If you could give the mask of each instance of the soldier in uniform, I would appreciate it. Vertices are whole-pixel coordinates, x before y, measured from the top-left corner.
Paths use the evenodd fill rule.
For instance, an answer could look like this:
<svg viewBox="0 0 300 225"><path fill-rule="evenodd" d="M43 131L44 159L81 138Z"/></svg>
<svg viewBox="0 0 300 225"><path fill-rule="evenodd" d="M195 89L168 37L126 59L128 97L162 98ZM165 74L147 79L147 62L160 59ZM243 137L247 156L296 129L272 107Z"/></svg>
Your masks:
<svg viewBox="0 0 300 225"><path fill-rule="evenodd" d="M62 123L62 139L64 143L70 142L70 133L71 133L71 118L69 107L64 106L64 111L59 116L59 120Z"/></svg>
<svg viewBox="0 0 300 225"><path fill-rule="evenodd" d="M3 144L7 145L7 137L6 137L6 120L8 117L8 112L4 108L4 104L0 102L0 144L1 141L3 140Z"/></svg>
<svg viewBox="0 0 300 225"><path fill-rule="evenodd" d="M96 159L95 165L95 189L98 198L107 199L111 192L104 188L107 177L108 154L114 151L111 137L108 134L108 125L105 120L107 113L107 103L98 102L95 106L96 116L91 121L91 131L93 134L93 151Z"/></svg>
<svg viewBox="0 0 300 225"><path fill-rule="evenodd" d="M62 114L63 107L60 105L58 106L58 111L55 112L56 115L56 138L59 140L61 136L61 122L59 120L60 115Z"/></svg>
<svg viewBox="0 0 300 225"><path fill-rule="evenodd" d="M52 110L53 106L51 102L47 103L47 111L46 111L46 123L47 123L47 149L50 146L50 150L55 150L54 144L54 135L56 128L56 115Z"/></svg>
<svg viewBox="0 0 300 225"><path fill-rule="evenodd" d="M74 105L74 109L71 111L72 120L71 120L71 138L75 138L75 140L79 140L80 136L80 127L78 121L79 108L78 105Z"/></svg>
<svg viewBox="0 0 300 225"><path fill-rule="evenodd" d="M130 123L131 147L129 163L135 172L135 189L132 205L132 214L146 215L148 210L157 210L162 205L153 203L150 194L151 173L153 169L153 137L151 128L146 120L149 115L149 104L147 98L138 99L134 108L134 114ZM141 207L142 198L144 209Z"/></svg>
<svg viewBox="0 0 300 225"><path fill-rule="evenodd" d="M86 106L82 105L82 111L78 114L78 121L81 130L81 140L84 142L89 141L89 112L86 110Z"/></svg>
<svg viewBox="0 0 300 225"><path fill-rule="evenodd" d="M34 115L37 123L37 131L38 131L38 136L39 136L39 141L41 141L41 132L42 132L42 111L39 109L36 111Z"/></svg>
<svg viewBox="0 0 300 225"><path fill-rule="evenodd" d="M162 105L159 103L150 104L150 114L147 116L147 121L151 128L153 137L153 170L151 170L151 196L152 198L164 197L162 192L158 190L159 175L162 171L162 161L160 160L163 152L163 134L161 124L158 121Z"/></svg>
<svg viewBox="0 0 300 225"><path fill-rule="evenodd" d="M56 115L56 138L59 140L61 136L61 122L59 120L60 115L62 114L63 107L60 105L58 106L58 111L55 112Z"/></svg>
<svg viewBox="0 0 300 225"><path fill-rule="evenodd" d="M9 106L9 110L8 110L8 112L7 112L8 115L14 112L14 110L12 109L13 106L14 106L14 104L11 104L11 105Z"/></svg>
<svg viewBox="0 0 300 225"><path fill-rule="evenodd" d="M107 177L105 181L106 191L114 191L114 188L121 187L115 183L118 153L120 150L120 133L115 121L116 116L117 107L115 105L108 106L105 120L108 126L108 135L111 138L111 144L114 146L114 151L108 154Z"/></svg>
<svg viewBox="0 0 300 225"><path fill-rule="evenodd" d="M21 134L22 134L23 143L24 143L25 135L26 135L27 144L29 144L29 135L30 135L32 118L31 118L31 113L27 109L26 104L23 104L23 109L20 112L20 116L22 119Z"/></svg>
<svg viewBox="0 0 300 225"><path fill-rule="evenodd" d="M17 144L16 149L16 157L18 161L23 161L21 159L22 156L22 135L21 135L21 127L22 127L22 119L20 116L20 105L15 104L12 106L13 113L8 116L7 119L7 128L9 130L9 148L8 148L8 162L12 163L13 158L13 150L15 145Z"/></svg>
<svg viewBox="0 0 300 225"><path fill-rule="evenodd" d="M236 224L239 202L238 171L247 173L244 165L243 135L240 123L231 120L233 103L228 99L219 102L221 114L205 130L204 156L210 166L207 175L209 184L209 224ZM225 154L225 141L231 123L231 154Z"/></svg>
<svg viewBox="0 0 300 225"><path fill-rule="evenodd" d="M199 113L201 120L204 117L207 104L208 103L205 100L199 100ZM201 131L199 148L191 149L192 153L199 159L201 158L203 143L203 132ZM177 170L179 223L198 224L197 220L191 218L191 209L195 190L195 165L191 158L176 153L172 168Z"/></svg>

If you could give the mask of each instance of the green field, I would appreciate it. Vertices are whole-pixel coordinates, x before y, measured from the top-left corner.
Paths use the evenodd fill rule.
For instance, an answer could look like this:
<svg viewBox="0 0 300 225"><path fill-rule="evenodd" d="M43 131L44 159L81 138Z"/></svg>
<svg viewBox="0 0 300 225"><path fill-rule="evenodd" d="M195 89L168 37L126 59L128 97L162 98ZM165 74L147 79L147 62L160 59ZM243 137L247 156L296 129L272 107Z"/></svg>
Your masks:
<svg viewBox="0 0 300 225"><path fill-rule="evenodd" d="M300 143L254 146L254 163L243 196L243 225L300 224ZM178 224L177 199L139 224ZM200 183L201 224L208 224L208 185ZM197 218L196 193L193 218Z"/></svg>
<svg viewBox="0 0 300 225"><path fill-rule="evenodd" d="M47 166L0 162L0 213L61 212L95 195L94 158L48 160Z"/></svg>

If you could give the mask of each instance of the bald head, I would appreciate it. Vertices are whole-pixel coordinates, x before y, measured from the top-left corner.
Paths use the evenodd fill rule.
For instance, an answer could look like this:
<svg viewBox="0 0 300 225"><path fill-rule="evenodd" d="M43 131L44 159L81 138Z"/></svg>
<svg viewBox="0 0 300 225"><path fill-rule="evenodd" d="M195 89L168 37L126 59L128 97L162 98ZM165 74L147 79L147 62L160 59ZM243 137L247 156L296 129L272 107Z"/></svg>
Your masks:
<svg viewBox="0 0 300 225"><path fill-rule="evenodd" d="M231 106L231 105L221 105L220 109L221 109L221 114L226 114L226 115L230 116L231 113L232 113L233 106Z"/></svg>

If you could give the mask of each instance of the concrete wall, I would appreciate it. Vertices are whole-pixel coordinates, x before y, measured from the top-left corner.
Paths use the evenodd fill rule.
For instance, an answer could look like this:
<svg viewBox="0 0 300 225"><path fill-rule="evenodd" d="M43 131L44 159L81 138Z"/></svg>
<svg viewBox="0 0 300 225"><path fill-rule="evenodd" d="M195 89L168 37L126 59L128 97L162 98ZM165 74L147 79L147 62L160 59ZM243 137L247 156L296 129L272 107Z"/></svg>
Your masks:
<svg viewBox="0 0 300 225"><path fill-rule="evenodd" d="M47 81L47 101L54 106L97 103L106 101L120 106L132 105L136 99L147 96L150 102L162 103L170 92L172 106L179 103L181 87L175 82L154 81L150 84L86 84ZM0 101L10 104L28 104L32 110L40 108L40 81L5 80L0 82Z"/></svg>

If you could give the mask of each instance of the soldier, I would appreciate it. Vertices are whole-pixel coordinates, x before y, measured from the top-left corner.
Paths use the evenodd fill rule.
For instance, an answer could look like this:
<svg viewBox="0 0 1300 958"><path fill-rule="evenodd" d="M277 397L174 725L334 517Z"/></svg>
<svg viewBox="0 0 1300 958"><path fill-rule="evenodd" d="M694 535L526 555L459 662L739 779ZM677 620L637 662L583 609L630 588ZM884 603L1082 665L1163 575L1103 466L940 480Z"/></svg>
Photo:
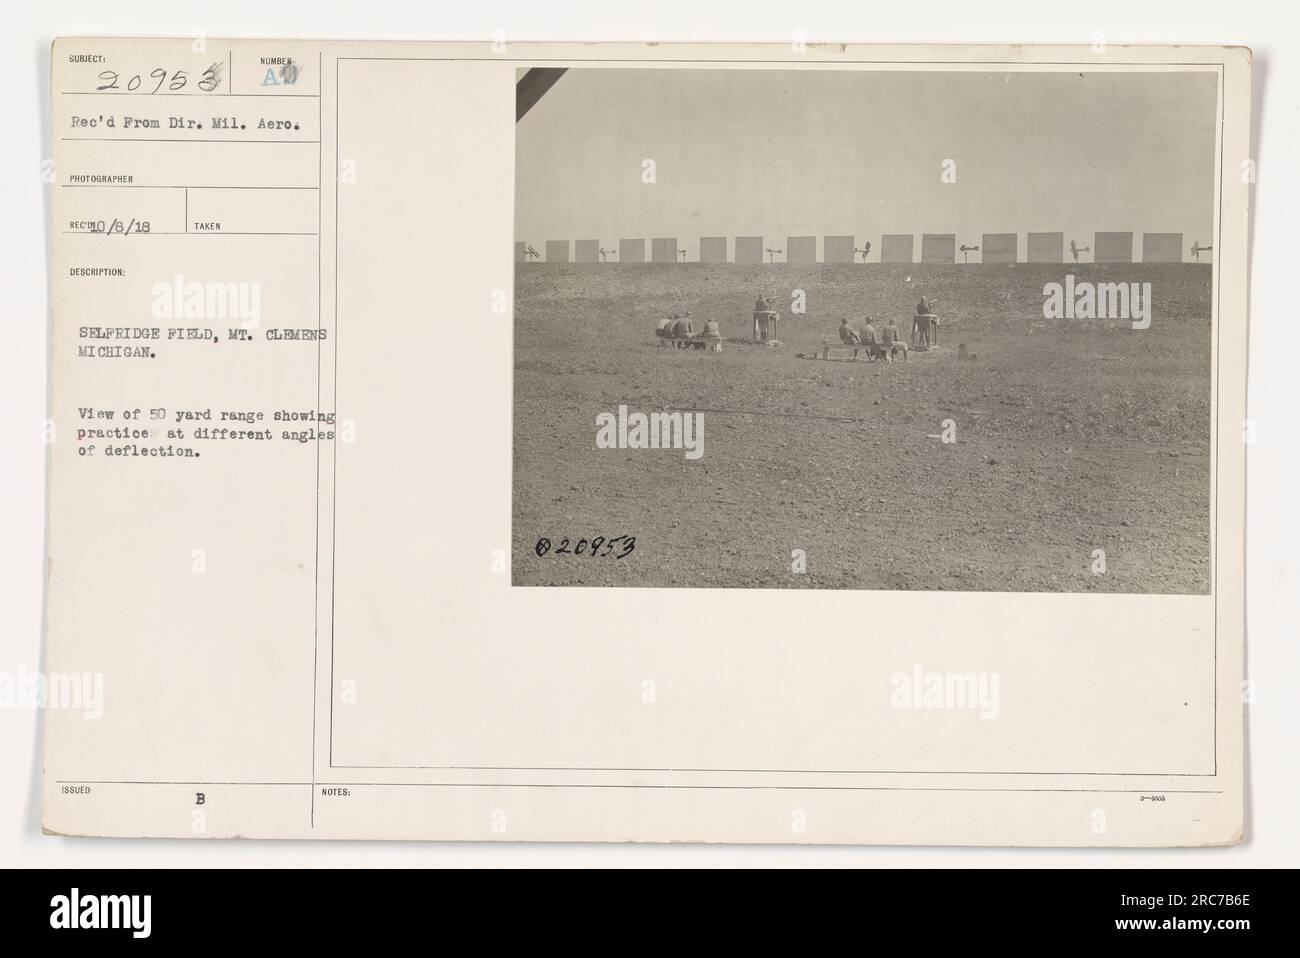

┄┄┄┄┄┄┄┄┄┄┄┄┄┄┄┄┄┄┄┄

Work instruction:
Please write out exactly the lines starting at the one that contains "535L526 555L459 662L739" and ending with the final line of the entries, both ends included. Do not write out any pictures.

Response box:
<svg viewBox="0 0 1300 958"><path fill-rule="evenodd" d="M694 535L526 555L459 662L739 779ZM677 620L637 662L583 609L630 588ZM884 603L1082 665L1163 575L1103 466L940 480Z"/></svg>
Photo:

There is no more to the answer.